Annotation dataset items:
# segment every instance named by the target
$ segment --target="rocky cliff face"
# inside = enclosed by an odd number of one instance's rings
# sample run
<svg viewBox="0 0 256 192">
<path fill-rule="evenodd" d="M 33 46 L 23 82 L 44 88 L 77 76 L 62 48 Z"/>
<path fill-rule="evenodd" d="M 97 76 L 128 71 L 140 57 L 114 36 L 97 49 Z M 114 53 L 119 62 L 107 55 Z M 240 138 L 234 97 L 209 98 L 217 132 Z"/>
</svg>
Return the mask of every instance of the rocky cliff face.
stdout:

The exercise:
Convert the stretch from the start of the items through the line containing "33 46 L 23 82" into a Markdown table with the columns Row and Line, one numbered row per line and no blank lines.

Response to the task:
| Row | Line |
|---|---|
| 1 | # segment every instance named by the target |
| 2 | $ segment --target="rocky cliff face" |
| 3 | # inside = enclosed by an odd number of one instance's rings |
| 4 | # sample run |
| 5 | <svg viewBox="0 0 256 192"> |
| 6 | <path fill-rule="evenodd" d="M 33 46 L 23 82 L 44 88 L 77 76 L 62 48 Z"/> |